EXERCISE BRIEF: Tally the lines in the items below that contain the word "reflection", and reply with the count alone.

(Point placement items)
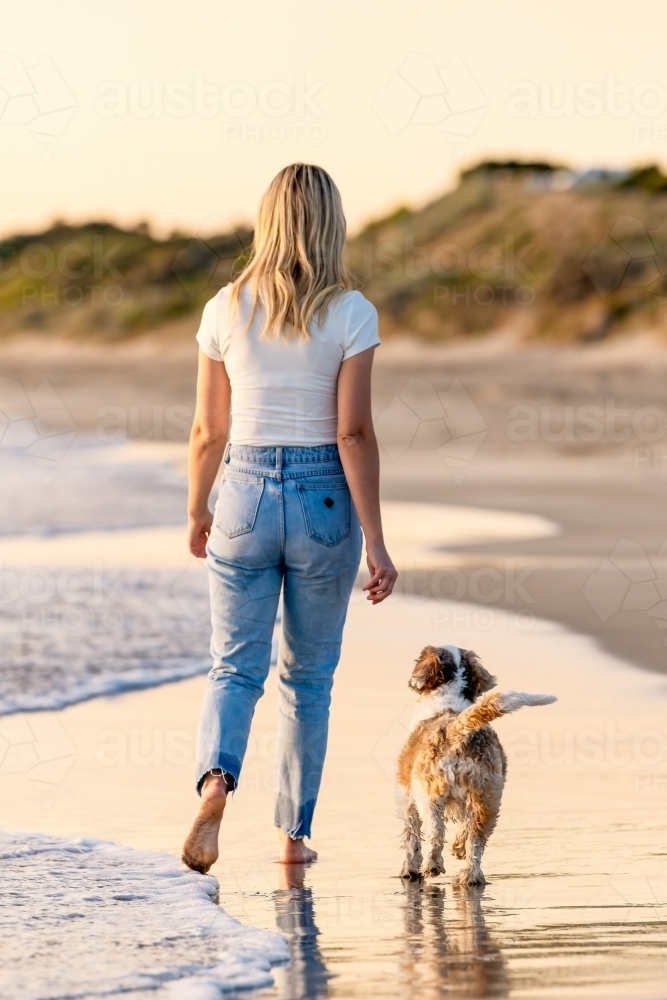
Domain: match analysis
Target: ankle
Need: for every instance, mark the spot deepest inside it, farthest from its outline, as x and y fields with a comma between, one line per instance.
x=214, y=787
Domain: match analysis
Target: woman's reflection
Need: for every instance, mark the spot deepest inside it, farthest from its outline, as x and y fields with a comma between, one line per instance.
x=306, y=975
x=448, y=949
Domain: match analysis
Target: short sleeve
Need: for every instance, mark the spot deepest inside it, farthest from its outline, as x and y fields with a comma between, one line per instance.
x=362, y=326
x=207, y=334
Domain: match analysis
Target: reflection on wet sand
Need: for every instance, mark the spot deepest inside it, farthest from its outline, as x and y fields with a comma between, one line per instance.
x=306, y=976
x=448, y=948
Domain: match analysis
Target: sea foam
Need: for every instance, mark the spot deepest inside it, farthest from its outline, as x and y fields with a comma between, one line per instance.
x=83, y=918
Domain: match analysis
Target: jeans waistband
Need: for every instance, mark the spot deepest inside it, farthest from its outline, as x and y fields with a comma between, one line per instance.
x=279, y=457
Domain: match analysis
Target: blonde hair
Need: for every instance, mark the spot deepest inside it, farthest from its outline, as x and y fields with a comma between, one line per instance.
x=296, y=267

OUTPUT FOR THIS TASK: 2